***** Passage shown *****
My impending journey to L.A. for a May 12 event at Book Soup, where Beaver Street is currently a featured title of the week, is a bit of a homecoming. I lived in L.A. for a while, in 1980, at what was then the Montecito Hotel, on Franklin Avenue. Fridays, an upstart L.A. version of Saturday Night Live, had invited me to try out as a writer. Because of an ongoing writers' strike, it was a strange time to be in Hollywood; Fridays was one of the few shows in production.

At ABC studios, I met with the two producers, John Moffitt and Bill Lee, along with comedian Jack Burns, one of the show’s writers. They asked me to write some skits, and to give me a thorough understanding of how Fridays worked, they allowed me to attend meetings, rehearsals, and live broadcasts, and gave me access to their video room, where I could study tapes of all the shows.
***** Listing *****
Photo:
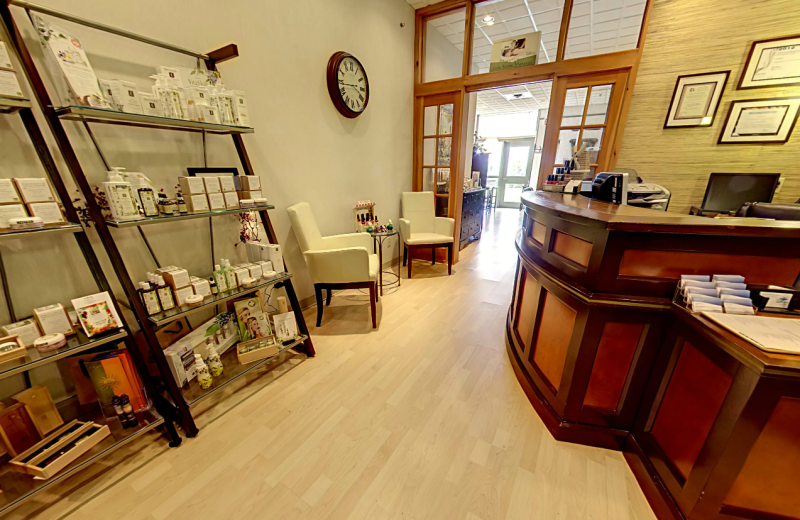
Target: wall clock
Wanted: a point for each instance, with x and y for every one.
(347, 84)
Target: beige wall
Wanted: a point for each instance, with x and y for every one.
(687, 37)
(302, 148)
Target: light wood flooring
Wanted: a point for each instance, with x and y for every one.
(420, 419)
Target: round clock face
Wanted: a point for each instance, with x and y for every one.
(347, 84)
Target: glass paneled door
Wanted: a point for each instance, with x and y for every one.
(437, 152)
(515, 171)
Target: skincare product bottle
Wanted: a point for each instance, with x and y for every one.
*****
Retype the passage about the trip to Los Angeles word for word, from "At ABC studios, I" up to and including "all the shows.". These records were drawn from a separate source.

At ABC studios, I met with the two producers, John Moffitt and Bill Lee, along with comedian Jack Burns, one of the show’s writers. They asked me to write some skits, and to give me a thorough understanding of how Fridays worked, they allowed me to attend meetings, rehearsals, and live broadcasts, and gave me access to their video room, where I could study tapes of all the shows.